• [Exercise] Which of the lines in the data mention the string "orange"? List them all.

• [Provided data]
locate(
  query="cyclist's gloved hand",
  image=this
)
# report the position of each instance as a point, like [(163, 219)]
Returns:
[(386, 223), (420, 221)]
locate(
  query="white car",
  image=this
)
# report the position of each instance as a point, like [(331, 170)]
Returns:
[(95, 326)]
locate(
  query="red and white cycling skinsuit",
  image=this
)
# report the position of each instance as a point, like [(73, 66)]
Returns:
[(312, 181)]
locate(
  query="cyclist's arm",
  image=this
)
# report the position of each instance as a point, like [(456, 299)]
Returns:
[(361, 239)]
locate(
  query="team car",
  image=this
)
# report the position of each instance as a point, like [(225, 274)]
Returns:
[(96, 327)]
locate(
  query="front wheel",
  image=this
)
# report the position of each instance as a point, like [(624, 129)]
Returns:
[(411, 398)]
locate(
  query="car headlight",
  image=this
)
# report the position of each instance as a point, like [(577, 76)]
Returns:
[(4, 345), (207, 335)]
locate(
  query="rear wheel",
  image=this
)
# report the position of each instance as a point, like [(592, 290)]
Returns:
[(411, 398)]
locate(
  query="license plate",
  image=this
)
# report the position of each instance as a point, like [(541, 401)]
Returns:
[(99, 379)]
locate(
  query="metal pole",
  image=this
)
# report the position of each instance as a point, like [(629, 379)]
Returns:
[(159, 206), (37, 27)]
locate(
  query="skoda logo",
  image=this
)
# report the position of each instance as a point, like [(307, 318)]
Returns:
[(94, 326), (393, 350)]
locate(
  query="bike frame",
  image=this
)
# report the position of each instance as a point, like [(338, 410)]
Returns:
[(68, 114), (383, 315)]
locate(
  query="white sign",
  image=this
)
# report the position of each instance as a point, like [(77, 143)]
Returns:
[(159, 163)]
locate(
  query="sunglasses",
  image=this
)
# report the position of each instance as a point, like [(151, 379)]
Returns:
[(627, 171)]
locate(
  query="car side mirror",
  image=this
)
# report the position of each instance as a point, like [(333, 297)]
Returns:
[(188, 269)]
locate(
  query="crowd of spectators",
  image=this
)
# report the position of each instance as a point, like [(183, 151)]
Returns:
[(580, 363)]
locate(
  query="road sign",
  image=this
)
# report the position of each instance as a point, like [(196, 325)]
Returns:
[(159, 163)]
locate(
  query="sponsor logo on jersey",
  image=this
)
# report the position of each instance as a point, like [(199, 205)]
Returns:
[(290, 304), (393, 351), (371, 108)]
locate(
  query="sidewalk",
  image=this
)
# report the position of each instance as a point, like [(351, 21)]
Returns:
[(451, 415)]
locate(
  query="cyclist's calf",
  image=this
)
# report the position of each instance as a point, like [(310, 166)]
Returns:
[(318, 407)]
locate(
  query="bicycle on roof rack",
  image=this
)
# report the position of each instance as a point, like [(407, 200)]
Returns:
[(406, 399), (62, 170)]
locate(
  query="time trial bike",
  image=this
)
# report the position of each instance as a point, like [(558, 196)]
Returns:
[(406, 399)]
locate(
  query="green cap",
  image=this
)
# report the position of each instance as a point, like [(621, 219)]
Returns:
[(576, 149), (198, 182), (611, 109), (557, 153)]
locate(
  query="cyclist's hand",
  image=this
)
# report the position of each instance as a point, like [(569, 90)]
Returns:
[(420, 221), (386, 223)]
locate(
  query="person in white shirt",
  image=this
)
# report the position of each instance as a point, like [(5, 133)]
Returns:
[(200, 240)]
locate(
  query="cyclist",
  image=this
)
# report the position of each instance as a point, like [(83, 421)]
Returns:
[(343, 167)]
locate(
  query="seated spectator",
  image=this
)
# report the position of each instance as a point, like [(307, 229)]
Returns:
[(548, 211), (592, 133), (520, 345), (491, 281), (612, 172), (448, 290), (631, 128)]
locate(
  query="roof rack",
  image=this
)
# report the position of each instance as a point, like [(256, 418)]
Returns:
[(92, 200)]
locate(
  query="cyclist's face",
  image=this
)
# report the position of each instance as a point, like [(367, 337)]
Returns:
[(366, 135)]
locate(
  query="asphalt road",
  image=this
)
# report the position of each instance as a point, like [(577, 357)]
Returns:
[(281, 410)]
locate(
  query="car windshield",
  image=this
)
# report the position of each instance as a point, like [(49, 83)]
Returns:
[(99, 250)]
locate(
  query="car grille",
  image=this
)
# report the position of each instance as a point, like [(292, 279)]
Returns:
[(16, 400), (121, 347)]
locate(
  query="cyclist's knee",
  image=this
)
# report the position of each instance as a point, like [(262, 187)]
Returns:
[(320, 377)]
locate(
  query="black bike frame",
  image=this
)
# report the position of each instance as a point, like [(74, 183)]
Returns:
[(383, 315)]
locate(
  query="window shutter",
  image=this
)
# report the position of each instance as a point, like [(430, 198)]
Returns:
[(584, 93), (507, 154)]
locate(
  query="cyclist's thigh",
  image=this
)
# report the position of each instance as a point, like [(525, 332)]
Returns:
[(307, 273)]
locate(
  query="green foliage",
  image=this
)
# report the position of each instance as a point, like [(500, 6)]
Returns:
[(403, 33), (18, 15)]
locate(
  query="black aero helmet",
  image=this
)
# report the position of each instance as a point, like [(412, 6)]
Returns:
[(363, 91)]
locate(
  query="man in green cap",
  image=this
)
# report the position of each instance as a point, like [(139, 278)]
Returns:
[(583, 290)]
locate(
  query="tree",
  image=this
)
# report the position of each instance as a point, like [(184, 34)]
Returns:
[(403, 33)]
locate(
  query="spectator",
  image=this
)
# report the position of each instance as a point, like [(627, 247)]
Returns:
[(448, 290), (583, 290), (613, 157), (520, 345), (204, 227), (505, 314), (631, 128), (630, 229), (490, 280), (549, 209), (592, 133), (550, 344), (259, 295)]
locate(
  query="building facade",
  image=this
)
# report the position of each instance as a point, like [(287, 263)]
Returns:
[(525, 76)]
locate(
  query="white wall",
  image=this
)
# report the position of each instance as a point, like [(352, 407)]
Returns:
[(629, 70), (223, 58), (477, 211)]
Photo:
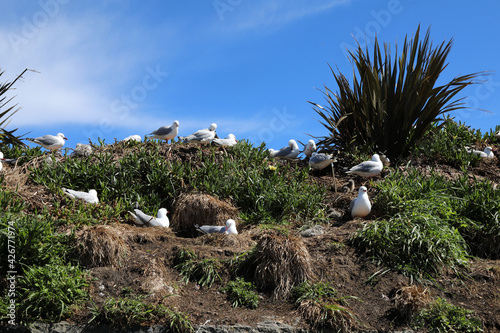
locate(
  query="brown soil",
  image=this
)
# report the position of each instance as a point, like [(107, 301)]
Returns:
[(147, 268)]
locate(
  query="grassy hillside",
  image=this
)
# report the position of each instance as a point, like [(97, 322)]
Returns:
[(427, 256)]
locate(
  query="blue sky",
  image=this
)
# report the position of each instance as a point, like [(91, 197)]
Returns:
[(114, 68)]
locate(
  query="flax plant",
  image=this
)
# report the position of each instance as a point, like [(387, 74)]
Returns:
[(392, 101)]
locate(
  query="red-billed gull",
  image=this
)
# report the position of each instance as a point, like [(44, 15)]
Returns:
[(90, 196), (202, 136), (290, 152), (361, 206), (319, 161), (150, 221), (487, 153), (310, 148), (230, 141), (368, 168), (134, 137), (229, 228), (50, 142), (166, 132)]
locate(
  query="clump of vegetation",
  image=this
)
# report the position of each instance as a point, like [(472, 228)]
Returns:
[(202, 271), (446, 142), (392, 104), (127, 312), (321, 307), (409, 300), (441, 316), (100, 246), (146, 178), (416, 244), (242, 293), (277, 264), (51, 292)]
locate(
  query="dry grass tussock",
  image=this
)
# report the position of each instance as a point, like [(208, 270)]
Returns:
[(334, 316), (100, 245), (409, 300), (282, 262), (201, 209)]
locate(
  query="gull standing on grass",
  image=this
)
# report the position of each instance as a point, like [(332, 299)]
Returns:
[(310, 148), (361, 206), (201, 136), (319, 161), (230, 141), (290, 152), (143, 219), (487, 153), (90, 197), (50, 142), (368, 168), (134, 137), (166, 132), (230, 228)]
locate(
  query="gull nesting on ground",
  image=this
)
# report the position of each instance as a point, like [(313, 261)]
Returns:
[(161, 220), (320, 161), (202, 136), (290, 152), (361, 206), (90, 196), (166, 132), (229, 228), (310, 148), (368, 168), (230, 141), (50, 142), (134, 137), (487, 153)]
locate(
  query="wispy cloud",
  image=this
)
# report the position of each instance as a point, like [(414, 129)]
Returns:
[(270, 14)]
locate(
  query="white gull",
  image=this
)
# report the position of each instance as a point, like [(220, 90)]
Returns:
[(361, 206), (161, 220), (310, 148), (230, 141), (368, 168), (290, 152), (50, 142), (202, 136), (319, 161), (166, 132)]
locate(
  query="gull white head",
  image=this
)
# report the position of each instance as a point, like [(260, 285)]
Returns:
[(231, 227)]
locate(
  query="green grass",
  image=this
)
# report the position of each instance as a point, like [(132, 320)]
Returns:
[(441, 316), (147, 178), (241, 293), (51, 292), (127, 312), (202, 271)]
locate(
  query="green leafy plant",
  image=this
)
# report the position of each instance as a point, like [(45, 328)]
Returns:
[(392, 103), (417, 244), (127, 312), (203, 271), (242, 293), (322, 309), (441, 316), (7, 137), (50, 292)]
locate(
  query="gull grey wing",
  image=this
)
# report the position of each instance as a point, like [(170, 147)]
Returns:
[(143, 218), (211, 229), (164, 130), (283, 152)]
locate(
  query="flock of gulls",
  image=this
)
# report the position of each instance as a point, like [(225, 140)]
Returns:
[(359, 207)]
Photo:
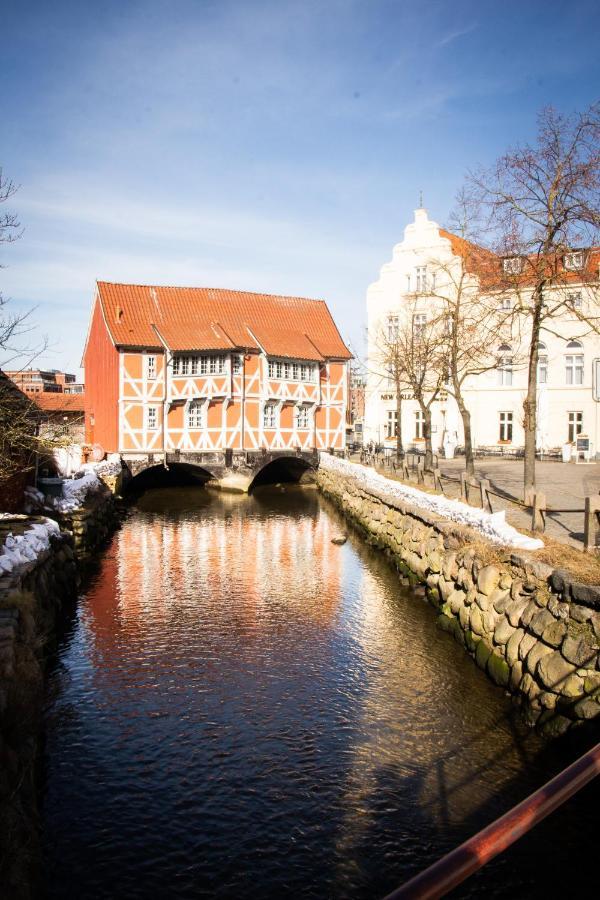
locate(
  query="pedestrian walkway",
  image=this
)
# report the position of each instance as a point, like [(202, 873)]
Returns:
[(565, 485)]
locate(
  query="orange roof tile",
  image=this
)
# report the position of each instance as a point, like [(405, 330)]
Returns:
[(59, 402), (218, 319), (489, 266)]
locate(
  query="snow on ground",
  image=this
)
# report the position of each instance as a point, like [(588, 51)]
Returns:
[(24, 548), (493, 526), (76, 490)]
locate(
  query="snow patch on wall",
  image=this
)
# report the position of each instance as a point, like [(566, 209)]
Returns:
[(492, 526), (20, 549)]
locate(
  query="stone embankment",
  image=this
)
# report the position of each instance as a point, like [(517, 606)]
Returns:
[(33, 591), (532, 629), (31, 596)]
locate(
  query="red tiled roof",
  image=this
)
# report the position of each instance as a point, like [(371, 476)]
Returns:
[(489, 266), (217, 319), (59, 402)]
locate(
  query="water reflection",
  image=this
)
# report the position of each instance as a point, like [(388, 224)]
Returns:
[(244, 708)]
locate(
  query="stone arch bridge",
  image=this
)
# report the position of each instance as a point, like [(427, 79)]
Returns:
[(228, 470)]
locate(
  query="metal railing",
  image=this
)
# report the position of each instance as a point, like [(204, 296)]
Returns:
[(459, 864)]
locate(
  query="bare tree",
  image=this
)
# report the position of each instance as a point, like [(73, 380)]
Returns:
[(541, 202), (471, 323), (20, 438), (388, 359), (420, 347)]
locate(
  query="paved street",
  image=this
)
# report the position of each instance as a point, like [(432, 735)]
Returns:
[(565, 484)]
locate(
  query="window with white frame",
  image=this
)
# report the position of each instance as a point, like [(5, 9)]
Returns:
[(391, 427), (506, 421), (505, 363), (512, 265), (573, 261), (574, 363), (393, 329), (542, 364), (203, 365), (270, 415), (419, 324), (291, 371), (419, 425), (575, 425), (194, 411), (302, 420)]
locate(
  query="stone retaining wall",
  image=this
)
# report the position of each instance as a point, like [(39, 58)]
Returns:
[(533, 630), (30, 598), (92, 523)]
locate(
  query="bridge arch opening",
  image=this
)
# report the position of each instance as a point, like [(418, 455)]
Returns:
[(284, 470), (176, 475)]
...
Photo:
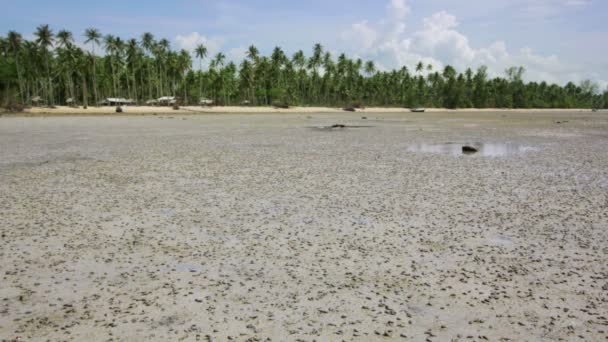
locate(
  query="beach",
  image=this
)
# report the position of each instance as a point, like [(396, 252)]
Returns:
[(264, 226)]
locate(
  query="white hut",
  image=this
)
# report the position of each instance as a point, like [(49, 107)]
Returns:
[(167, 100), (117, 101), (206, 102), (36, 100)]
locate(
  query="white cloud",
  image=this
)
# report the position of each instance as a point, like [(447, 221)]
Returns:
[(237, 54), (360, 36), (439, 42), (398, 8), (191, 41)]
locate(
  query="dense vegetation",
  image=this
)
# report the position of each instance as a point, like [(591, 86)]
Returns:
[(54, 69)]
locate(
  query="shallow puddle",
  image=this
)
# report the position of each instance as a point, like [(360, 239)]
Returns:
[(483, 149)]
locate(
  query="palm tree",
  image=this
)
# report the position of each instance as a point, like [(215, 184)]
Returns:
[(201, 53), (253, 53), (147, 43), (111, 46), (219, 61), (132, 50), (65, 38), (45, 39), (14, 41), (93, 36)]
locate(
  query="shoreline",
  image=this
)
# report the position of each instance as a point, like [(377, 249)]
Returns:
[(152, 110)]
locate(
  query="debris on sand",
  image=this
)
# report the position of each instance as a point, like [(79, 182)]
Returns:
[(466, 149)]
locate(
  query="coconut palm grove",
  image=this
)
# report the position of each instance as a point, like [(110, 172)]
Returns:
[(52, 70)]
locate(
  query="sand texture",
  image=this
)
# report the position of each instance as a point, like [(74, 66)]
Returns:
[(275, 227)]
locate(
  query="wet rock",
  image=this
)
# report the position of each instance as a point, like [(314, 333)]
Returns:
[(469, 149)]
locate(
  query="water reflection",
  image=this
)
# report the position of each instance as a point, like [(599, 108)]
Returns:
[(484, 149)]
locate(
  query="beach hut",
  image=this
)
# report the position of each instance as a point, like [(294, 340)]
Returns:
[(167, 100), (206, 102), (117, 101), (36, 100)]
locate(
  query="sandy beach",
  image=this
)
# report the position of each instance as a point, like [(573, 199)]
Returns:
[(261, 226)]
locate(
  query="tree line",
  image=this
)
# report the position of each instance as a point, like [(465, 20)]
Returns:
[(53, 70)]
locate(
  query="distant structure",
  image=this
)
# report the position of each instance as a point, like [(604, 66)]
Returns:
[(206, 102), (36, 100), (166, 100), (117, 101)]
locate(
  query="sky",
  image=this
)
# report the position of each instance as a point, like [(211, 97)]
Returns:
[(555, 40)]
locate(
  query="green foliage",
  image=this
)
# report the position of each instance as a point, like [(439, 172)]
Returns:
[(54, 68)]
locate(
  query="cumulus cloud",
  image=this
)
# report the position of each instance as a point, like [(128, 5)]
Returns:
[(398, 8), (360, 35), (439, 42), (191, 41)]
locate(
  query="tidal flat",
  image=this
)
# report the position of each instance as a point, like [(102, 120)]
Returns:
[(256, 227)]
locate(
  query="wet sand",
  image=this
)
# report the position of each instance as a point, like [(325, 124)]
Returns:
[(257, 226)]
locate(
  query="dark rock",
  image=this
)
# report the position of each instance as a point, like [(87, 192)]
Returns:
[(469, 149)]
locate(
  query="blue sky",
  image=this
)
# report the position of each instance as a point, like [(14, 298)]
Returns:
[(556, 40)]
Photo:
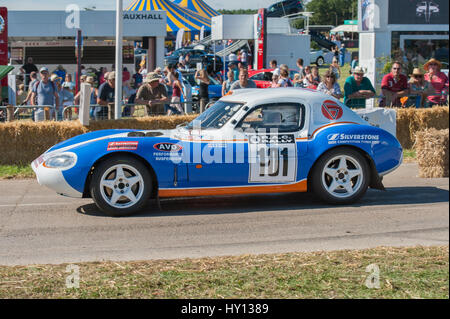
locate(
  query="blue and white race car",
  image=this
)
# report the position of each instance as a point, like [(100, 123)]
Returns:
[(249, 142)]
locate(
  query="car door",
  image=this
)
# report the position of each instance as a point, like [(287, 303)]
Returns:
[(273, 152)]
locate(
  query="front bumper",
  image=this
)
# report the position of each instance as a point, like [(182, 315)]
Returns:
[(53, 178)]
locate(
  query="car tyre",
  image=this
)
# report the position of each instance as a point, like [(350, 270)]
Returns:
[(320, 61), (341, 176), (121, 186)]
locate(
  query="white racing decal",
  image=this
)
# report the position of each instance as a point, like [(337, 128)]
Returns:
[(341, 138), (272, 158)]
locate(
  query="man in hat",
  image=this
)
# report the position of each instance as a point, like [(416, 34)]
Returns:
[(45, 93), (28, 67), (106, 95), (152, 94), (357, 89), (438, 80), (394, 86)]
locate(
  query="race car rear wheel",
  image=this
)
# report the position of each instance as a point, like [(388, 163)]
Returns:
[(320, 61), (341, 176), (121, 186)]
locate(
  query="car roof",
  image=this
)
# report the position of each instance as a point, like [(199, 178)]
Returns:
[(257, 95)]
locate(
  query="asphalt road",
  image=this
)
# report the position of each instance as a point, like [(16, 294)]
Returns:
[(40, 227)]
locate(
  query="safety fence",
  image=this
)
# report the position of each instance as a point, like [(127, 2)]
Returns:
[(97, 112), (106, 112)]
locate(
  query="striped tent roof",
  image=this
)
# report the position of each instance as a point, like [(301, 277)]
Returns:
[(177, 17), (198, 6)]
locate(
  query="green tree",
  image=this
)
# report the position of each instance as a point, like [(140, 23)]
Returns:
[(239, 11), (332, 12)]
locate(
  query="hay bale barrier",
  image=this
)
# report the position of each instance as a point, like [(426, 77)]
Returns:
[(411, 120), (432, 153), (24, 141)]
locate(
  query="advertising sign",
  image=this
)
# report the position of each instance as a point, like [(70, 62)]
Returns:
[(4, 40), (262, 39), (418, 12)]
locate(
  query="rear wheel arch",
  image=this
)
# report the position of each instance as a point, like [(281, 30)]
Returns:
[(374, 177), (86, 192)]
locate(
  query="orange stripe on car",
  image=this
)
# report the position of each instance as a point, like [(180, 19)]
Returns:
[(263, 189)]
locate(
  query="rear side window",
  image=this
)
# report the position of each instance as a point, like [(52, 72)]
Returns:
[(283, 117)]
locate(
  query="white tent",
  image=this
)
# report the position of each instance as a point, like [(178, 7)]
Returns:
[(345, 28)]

• [Reply to the exercise]
  query="orange roof tile",
  query="orange stripe on car",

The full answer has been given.